- _Exercise task_: Revise the items from the line with "Task: indicate one point on every instance of the man" through the end of the items, replacing "dark suit" with "gray suit" and keeping everything else the same. Give only those lines.
— BEGIN —
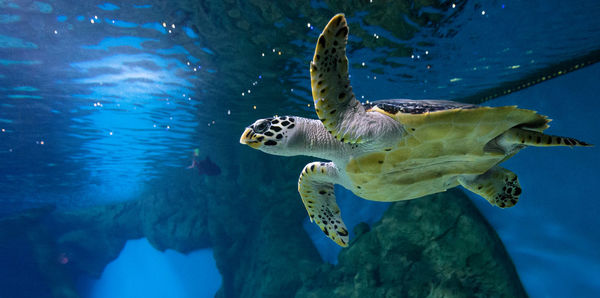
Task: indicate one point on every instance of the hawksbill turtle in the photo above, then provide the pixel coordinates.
(392, 150)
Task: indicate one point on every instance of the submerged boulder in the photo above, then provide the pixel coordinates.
(438, 246)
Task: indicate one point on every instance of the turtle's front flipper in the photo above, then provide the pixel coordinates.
(316, 189)
(519, 136)
(498, 185)
(334, 100)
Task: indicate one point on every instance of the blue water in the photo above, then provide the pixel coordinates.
(98, 99)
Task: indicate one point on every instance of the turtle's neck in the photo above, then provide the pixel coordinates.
(312, 139)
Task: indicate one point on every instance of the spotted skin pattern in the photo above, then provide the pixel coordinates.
(319, 199)
(393, 150)
(331, 90)
(268, 131)
(498, 186)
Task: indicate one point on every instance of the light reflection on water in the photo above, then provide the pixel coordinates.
(117, 93)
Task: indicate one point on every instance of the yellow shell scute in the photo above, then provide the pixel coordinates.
(436, 148)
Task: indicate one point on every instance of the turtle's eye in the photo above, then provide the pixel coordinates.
(262, 126)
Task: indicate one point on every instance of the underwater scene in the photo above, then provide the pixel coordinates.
(255, 148)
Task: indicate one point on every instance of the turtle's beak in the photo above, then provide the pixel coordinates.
(250, 138)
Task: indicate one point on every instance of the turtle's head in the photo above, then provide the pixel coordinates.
(271, 135)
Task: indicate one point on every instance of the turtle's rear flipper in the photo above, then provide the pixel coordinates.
(316, 189)
(533, 138)
(498, 185)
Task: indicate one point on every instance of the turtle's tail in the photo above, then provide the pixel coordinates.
(516, 136)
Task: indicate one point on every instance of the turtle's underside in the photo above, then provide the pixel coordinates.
(394, 150)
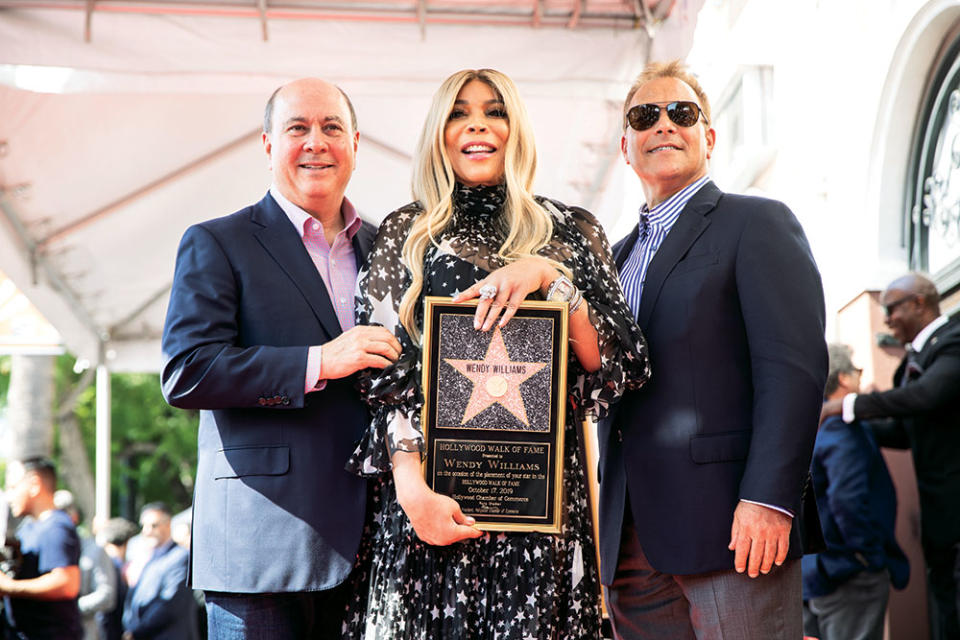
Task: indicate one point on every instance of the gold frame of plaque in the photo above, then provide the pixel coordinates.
(494, 413)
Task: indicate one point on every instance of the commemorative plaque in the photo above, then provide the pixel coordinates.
(493, 413)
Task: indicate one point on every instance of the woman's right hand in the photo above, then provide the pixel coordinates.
(436, 518)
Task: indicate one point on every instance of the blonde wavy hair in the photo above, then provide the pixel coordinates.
(528, 225)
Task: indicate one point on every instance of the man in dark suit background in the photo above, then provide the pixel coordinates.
(160, 606)
(924, 415)
(846, 586)
(702, 469)
(259, 336)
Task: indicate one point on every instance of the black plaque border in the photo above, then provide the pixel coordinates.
— END —
- _Correct result_:
Task: indicate one point on every instance of the man in gray suit background in the photo above, then provide the pixel coordinates.
(160, 606)
(924, 415)
(846, 586)
(702, 469)
(259, 336)
Task: indicate one point on every instance of the black plaque border in the photo above, then provide the pixel coordinates.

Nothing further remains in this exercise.